* **APPLY WHAT YOU READ**
1/ According to the holder passage, how many accommodations are provided in the first holder portion of the present embodiment?
2/ Revise the stretch of the holder passage from "The plurality of partition walls 73 are located" through "and the first diagonal direction D1." by putting "right side" in place of "left side".

* **TEXT SEGMENT**

-- -- --

The first holder portion 70a has a base 71, a peripheral wall 72, and a plurality of partition walls 73. The base 71 is a plate that has a plate surface which opens to the left-right direction Y, and that extends in the first diagonal direction D1. The base 71 is located on the left side (−Y side) of the heat exchanger main body 40. The peripheral wall 72 protrudes to the left side, from an outside peripheral edge of the base 71. By the base 71 and the peripheral wall 72, the first holder portion 70a extends in the first diagonal direction D1, and forms a semi-rectangular shaped box that opens to the left side. Bottom wall 72a located on the most bottom side out of the peripheral wall 72, roughly extends parallel to the front-rear direction X.

The plurality of partition walls 73 are located on the inside of the peripheral wall 72. The plurality of partition walls 73 protrude to the left side (−Y side) from the base 71. The plurality of partition walls 73 are provided in the first diagonal direction D1 with intervals therebetween. Each of the partition walls 73, as a whole, extends in a direction that is orthogonal with both the left-right direction Y and the first diagonal direction D1.

The plurality of the partition walls 73 partition an inside of the peripheral wall 72 in the first diagonal direction D1 which intersects the horizontal direction. A plurality of accommodations 74 that align in the first diagonal direction D1 are formed using the base 71, the peripheral wall 72, and the plurality of the partition walls 73. The accommodations 74 that are adjacent to one another in the first diagonal direction D1 are partitioned by the partition wall 73. Five partition walls 73 are provided in the first holder portion 70a of the present embodiment, and six accommodations 74 are provided. By providing the partition walls 73, it is possible to insure rigidity of the first holder portion 70a for example, even if a wall that surrounds the fold portion 41b for each of the fold portions 41b is not provided.

-- -- --

* **RECORDS SUPPLIED**
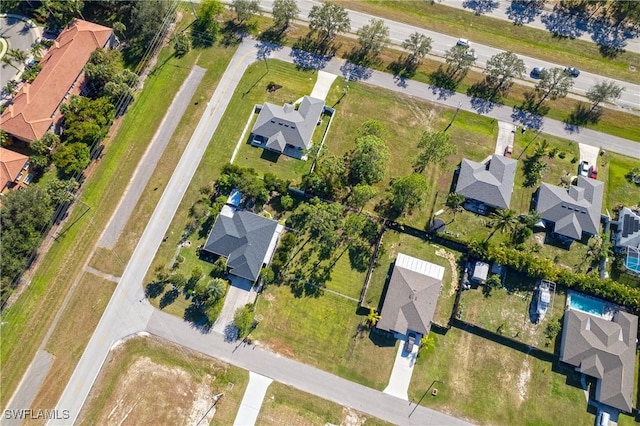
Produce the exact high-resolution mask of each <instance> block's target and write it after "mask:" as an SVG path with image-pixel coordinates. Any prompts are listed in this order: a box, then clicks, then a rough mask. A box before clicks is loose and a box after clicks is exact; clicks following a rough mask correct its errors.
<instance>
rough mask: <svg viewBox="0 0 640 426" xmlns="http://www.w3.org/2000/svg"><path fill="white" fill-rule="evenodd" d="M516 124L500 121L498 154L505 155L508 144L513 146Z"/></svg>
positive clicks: (498, 127) (496, 142) (497, 146)
mask: <svg viewBox="0 0 640 426" xmlns="http://www.w3.org/2000/svg"><path fill="white" fill-rule="evenodd" d="M515 130H516V126H515V125H514V124H513V123H506V122H504V121H498V140H497V141H496V151H495V152H496V154H500V155H504V150H505V148H506V147H507V146H508V145H511V146H513V136H514V132H515Z"/></svg>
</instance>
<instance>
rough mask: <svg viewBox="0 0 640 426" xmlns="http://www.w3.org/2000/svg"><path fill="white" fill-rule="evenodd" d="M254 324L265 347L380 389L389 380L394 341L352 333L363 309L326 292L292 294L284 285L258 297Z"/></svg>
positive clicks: (343, 299) (346, 300)
mask: <svg viewBox="0 0 640 426" xmlns="http://www.w3.org/2000/svg"><path fill="white" fill-rule="evenodd" d="M256 313H257V314H259V315H262V317H263V320H262V322H261V323H260V326H259V327H258V328H257V329H256V330H255V331H254V332H253V333H252V334H251V336H252V337H253V338H254V339H256V340H259V341H260V342H261V344H264V345H265V346H267V347H268V348H269V349H270V350H272V351H275V352H277V353H280V354H282V355H283V356H287V357H290V358H294V359H296V360H298V361H300V362H304V363H305V364H310V365H313V366H315V367H318V368H320V369H322V370H325V371H328V372H330V373H333V374H337V375H338V376H341V377H344V378H346V379H349V380H352V381H355V382H357V383H360V384H363V385H365V386H369V387H372V388H374V389H379V390H382V389H384V388H385V387H386V385H387V383H388V381H389V375H390V374H391V369H392V367H393V360H394V357H395V354H396V346H395V345H396V340H387V339H384V338H381V337H380V336H378V335H376V334H369V333H363V334H360V333H359V332H358V330H359V326H360V325H361V324H362V323H363V322H364V321H365V320H366V318H367V314H368V311H366V310H364V309H362V310H359V308H358V303H357V302H353V301H351V300H348V299H345V298H343V297H340V296H337V295H335V294H332V293H330V292H325V293H324V294H323V295H322V296H319V297H296V296H295V295H294V294H293V293H292V291H291V288H290V287H288V286H285V285H281V286H270V287H268V288H267V289H266V290H265V291H264V292H263V293H262V294H261V296H260V297H259V298H258V300H257V303H256Z"/></svg>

-- -- --

* **RESPONSES BY TASK**
1/ Six accommodations are provided.

2/
The plurality of partition walls 73 are located on the inside of the peripheral wall 72. The plurality of partition walls 73 protrude to the right side (−Y side) from the base 71. The plurality of partition walls 73 are provided in the first diagonal direction D1 with intervals therebetween. Each of the partition walls 73, as a whole, extends in a direction that is orthogonal with both the left-right direction Y and the first diagonal direction D1.